*GIVEN TEXT*:
——
Maryland Comptroller Peter Franchot is opting to do what President Trump wouldn’t: ban the sale of disposable flavored e-cigarettes.

Franchot, a Democrat who plans to run for governor in 2022, announced Monday that he has instructed his field enforcement division to halt the sale of disposable electronic smoking devices, as well as seize any unsold products as “contraband.”

On Dec. 31, Trump ordered the Food and Drug Administration to ban the most popular flavored e-cigarettes. But he exempted disposable devices, which are cheaper than the refillable cartridges and increasingly being used by teenagers.

“It’s just not acceptable to stand by for an hour longer,” Franchot said during an Annapolis news conference where he said that collective inaction was hooking thousands of teenagers on nicotine. “Wake up. This is happening. Right in front of our eyes.”

Disposable e-cigarettes come in flavors such as strawberry, cool mint and mango and are sold under brands such as Puff Bar, Blu, Posh and Stig for $8 to $11 apiece. Open-tank systems and thousands of flavored e-liquids not in pod form — products commonly found in vape shops and in some convenience stores — also are not covered by the ban, which took effect Thursday.

“It is an entrance ramp for young people,” Franchot said, holding several examples of the products aloft. “We’re not putting up with this addicting of our young people.”

The comptroller acknowledged that disposable products represent a small part of the flavored-nicotine market, but he noted that sales have ballooned as federal regulators crack down on other devices that target young people.
——
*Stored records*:
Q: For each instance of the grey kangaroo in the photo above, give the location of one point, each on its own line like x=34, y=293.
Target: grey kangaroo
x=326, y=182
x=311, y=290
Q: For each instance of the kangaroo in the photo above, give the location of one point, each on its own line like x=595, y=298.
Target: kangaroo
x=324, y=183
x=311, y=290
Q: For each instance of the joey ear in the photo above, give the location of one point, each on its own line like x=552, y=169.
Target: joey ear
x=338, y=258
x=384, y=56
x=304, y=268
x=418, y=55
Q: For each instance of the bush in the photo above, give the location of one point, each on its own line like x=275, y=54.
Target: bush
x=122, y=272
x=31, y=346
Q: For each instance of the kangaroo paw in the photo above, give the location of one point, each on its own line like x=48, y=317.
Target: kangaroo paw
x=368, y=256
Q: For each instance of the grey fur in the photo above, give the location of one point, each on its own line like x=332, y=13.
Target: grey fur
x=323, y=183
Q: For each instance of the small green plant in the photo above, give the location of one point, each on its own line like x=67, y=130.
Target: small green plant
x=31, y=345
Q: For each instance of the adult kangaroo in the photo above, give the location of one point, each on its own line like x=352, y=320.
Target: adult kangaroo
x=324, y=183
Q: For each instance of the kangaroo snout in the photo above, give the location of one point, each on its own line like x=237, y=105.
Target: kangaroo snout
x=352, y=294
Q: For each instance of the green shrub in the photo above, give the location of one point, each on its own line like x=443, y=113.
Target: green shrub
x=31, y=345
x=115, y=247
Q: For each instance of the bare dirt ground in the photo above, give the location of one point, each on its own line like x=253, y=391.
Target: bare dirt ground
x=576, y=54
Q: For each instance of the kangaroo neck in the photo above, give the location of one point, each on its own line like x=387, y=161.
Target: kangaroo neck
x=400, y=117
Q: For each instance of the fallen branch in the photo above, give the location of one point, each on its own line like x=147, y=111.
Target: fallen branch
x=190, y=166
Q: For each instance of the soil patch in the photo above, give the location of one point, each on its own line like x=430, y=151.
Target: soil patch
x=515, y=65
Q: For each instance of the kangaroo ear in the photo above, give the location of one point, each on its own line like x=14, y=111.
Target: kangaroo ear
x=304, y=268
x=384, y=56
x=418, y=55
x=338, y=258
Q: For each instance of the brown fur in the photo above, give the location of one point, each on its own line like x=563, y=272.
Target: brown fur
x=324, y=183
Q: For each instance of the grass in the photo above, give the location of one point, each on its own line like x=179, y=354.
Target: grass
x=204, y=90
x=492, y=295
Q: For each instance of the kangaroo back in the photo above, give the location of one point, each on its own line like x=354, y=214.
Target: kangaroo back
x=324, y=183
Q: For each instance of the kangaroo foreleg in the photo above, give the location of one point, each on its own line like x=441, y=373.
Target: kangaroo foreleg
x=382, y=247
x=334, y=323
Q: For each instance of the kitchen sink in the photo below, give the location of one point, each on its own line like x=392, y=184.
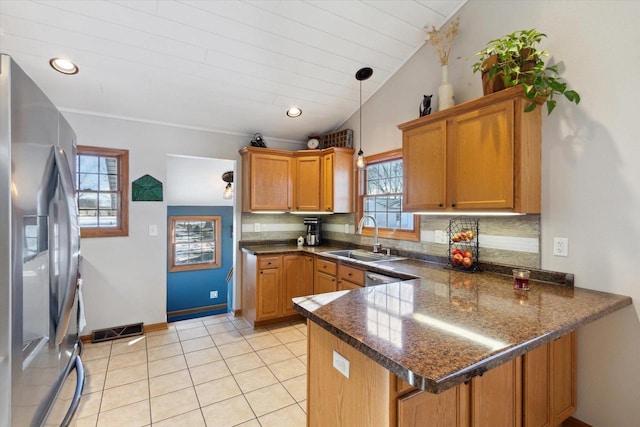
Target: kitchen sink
x=364, y=256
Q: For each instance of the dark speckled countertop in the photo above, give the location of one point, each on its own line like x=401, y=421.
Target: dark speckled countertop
x=446, y=327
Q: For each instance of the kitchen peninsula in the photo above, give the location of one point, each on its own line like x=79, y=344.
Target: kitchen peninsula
x=466, y=349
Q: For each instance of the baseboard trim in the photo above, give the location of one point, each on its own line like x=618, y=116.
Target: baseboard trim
x=146, y=328
x=574, y=422
x=196, y=310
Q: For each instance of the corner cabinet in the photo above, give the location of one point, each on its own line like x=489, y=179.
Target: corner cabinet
x=266, y=179
x=483, y=155
x=319, y=181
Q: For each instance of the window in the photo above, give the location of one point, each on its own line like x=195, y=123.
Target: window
x=380, y=187
x=194, y=242
x=103, y=180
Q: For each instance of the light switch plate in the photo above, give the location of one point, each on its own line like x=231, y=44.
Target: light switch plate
x=341, y=363
x=441, y=236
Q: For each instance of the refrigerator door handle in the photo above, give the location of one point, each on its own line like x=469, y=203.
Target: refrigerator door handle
x=57, y=170
x=75, y=401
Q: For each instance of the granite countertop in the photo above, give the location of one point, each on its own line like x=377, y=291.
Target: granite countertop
x=445, y=326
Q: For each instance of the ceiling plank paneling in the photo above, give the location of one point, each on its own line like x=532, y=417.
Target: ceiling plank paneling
x=232, y=66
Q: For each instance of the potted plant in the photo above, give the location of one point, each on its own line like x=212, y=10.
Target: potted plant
x=515, y=59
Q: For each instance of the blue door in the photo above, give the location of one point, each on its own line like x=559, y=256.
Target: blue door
x=205, y=292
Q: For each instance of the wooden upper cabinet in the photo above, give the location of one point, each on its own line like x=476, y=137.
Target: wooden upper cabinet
x=306, y=179
x=480, y=158
x=266, y=179
x=337, y=180
x=425, y=172
x=483, y=155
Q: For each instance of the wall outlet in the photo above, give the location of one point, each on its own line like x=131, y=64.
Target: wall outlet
x=441, y=236
x=560, y=246
x=341, y=363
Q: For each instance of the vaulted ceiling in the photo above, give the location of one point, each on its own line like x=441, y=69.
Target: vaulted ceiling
x=228, y=66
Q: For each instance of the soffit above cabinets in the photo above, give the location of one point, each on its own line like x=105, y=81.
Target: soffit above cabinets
x=229, y=66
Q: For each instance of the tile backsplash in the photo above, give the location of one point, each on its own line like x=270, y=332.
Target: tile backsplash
x=511, y=240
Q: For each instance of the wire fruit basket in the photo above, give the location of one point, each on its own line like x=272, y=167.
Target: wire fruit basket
x=463, y=244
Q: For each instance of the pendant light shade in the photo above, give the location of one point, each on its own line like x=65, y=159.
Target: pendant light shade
x=228, y=190
x=362, y=74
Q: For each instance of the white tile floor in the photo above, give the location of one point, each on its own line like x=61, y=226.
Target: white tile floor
x=212, y=371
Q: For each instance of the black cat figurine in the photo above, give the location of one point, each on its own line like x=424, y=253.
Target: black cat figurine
x=425, y=106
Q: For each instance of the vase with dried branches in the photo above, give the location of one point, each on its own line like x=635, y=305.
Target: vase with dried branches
x=442, y=40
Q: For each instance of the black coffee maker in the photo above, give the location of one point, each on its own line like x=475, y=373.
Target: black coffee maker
x=312, y=237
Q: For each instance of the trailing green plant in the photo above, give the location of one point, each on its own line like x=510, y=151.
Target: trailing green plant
x=515, y=59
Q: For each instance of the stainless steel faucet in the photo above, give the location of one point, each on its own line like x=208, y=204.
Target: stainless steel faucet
x=377, y=247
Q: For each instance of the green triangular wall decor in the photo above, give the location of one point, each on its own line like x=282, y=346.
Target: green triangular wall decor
x=146, y=189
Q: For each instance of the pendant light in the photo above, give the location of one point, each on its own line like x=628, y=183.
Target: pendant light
x=362, y=74
x=228, y=190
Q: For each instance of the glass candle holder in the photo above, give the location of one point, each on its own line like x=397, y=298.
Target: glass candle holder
x=521, y=279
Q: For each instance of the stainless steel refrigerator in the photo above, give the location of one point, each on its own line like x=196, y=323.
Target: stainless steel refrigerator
x=39, y=257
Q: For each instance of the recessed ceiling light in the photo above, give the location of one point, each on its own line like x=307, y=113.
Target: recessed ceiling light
x=294, y=112
x=63, y=66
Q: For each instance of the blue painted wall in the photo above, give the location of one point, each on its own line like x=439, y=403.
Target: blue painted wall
x=190, y=289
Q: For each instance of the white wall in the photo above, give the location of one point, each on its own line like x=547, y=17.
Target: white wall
x=196, y=181
x=590, y=184
x=125, y=277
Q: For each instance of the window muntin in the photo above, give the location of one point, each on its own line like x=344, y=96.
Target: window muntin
x=102, y=179
x=381, y=184
x=194, y=242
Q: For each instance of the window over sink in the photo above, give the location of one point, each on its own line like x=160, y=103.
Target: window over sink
x=380, y=195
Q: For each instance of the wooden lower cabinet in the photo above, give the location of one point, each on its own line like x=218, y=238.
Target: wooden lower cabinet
x=549, y=377
x=268, y=296
x=297, y=279
x=424, y=409
x=525, y=391
x=325, y=276
x=496, y=396
x=269, y=282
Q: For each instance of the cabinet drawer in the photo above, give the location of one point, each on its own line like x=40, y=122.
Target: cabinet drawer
x=327, y=267
x=265, y=262
x=351, y=274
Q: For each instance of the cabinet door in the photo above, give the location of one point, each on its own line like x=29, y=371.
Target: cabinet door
x=270, y=182
x=424, y=163
x=297, y=280
x=268, y=294
x=324, y=283
x=327, y=182
x=481, y=158
x=549, y=382
x=496, y=396
x=563, y=378
x=307, y=183
x=424, y=409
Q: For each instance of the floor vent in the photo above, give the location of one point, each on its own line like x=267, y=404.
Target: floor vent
x=107, y=334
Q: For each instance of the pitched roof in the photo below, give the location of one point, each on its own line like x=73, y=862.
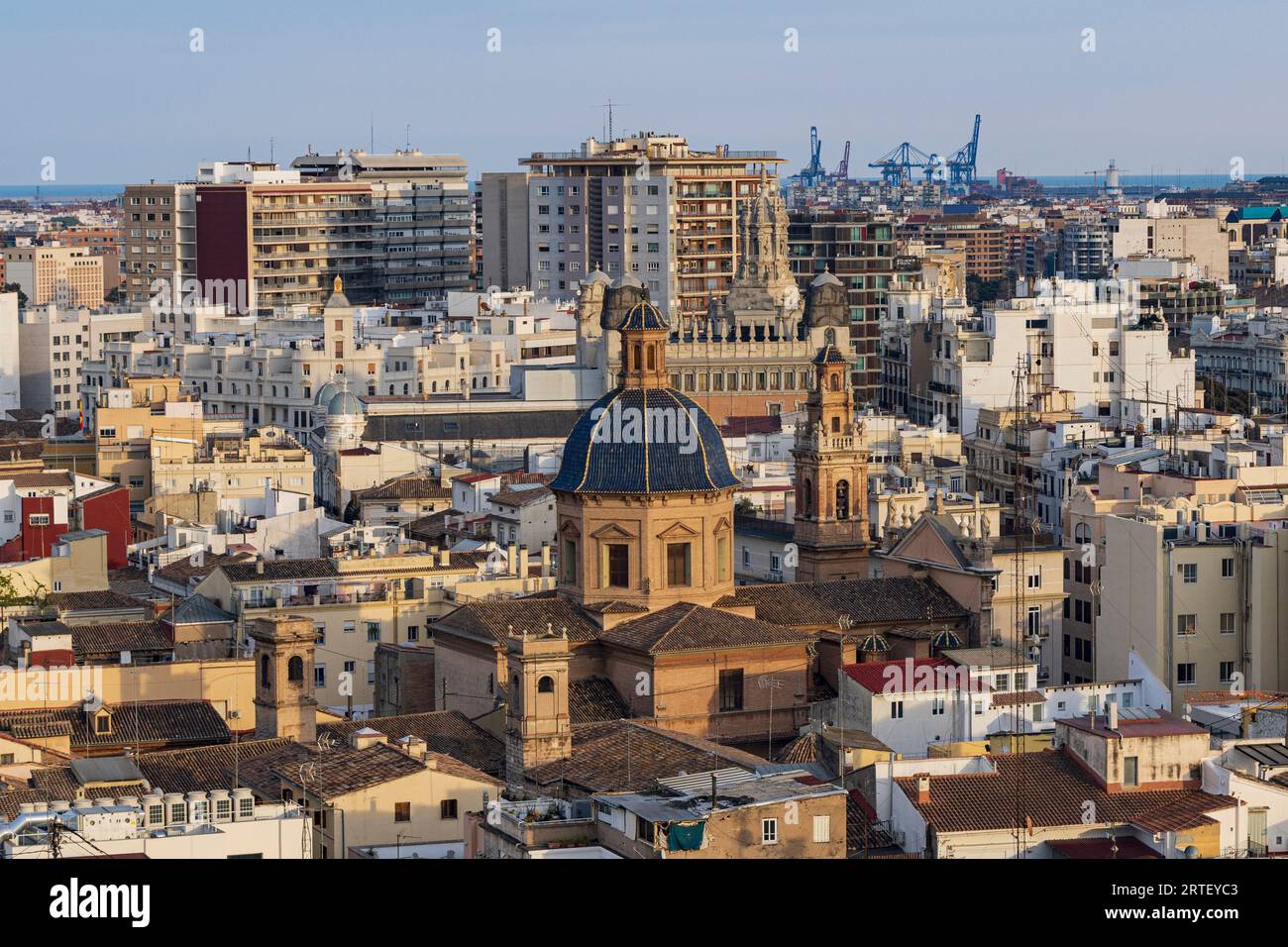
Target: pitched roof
x=864, y=600
x=1052, y=791
x=412, y=487
x=133, y=723
x=622, y=755
x=101, y=600
x=592, y=699
x=496, y=618
x=686, y=626
x=443, y=731
x=114, y=637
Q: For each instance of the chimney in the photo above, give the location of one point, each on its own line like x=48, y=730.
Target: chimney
x=365, y=737
x=923, y=789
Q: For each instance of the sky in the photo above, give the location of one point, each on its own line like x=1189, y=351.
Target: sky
x=114, y=93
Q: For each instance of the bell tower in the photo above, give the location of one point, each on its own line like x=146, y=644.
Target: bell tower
x=831, y=527
x=284, y=703
x=537, y=720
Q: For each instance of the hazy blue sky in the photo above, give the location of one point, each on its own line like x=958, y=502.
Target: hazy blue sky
x=114, y=93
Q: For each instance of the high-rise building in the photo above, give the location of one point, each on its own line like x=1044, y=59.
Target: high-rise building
x=859, y=249
x=421, y=235
x=505, y=230
x=67, y=275
x=647, y=206
x=159, y=239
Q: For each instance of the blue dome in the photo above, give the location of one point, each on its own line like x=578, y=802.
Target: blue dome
x=344, y=403
x=643, y=315
x=644, y=441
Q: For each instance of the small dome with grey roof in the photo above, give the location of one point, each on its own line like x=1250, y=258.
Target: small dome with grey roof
x=344, y=403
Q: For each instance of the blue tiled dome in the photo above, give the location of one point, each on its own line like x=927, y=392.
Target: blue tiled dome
x=621, y=462
x=643, y=315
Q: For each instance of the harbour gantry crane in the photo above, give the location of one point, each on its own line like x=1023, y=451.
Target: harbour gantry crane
x=961, y=163
x=897, y=163
x=814, y=172
x=842, y=170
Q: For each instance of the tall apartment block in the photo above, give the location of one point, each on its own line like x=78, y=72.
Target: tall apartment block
x=421, y=234
x=505, y=230
x=858, y=249
x=159, y=237
x=65, y=275
x=647, y=206
x=1086, y=249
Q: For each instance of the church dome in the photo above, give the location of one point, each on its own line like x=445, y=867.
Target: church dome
x=344, y=403
x=644, y=441
x=643, y=315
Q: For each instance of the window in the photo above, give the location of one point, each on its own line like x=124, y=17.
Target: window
x=769, y=831
x=678, y=564
x=1131, y=771
x=618, y=565
x=822, y=828
x=730, y=690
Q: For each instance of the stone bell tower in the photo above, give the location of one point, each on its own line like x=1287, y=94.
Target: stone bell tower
x=537, y=722
x=831, y=527
x=284, y=702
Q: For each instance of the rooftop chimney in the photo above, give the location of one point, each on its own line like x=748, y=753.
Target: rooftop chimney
x=923, y=789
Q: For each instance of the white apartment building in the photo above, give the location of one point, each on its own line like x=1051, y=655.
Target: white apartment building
x=647, y=206
x=55, y=343
x=268, y=379
x=219, y=823
x=11, y=350
x=1081, y=338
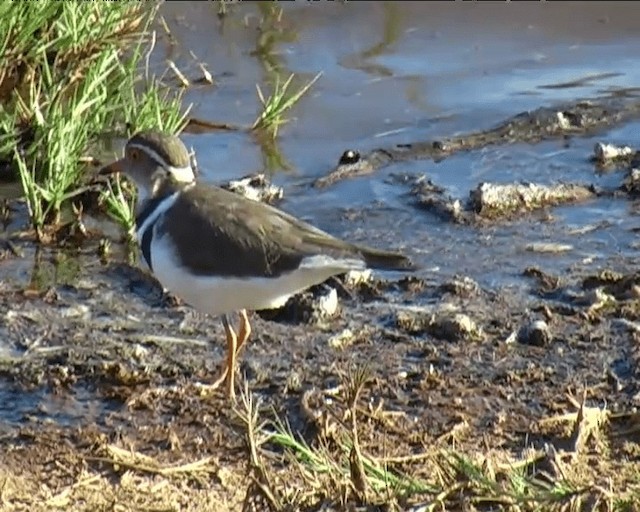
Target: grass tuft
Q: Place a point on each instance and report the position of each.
(71, 73)
(275, 105)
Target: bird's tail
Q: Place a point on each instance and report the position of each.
(386, 260)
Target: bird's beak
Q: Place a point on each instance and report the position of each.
(112, 168)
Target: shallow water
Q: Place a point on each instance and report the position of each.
(397, 73)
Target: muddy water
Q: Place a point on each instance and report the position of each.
(397, 73)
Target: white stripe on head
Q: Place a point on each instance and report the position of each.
(181, 174)
(162, 207)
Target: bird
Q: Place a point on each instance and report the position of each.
(223, 253)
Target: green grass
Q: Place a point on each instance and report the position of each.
(71, 73)
(345, 464)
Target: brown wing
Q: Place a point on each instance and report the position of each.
(220, 232)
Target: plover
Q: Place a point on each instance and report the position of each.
(223, 253)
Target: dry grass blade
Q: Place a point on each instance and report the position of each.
(118, 457)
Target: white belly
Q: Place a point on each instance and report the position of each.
(225, 295)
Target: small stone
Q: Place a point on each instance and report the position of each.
(455, 327)
(354, 278)
(535, 333)
(604, 152)
(342, 339)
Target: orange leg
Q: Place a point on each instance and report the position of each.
(234, 344)
(228, 371)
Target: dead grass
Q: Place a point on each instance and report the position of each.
(350, 455)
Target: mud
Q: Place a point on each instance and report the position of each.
(578, 118)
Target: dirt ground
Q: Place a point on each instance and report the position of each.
(466, 377)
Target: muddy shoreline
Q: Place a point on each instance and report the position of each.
(98, 362)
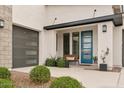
——
*ACTIVITY 1*: Condense the paragraph of the e-cigarette article that begins "Disposable e-cigarettes come in flavors" into a short bulleted list that keeps its main facts.
*ACTIVITY 2*: According to the e-cigarette article, what does each disposable e-cigarette cost?
*ACTIVITY 3*: Resume the article about Maryland's e-cigarette ban after its last sentence.
The data has no connection to the e-cigarette article.

*WRITTEN ANSWER 1*:
- Disposable e-cigarettes come in flavors like strawberry, cool mint and mango.
- Brands include Puff Bar, Blu, Posh and Stig, priced at $8 to $11 each.
- The ban, effective Thursday, does not cover open-tank systems.
- It also does not cover thousands of flavored e-liquids not in pod form, which are common in vape shops and some convenience stores.

*WRITTEN ANSWER 2*: They sell for $8 to $11 apiece.

*WRITTEN ANSWER 3*:
Franchot said the decision to ban the disposable product is an attempt to close the loophole in the FDA guidelines and is the result of work done by a state task force on electronic smoking devices. That task force will release its final report and recommendations next week.

Vaping — once seen in popular culture as a healthier alternative to smoking — is highly addictive and increasingly viewed as a public health hazard, especially for young people.

School and health officials say vaping has become rampant among teenagers and young adults, with many of them becoming addicted. Franchot, citing federal figures, said 27.5 percent of high school students now report having used vaping products within the past 30 days — up from less than 5 percent in 2011.

According to the federal Centers for Disease Control and Prevention, 2,711 people have been diagnosed with a vaping-related lung illness. Sixty deaths have been confirmed in 27 states and the District of Columbia.

A bill pending in the Maryland General Assembly would ban any tobacco product, including vaping products, that have an odor other than tobacco.

The measure has the support of House Speaker Adrienne A. Jones (D-Baltimore County), Attorney General Brian E. Frosh (D) and the Maryland Legislative Black Caucus.

Legislative analysts say the bill would lead to a drop in state revenue from tobacco product sales of about $11.8 million in fiscal 2020.

The comptroller’s office sent the state’s roughly 8,000 licensed tobacco retailers and wholesalers a letter warning that the state now considers the disposable products contraband, and that selling the items could jeopardize their tobacco licenses.

“We expect that we will get a lot of voluntary compliance,” said Jeffrey A. Kelly, director of the Field Enforcement Division.

If not, Kelly said, the state will cite tobacco sellers caught with the products during routine annual inspections.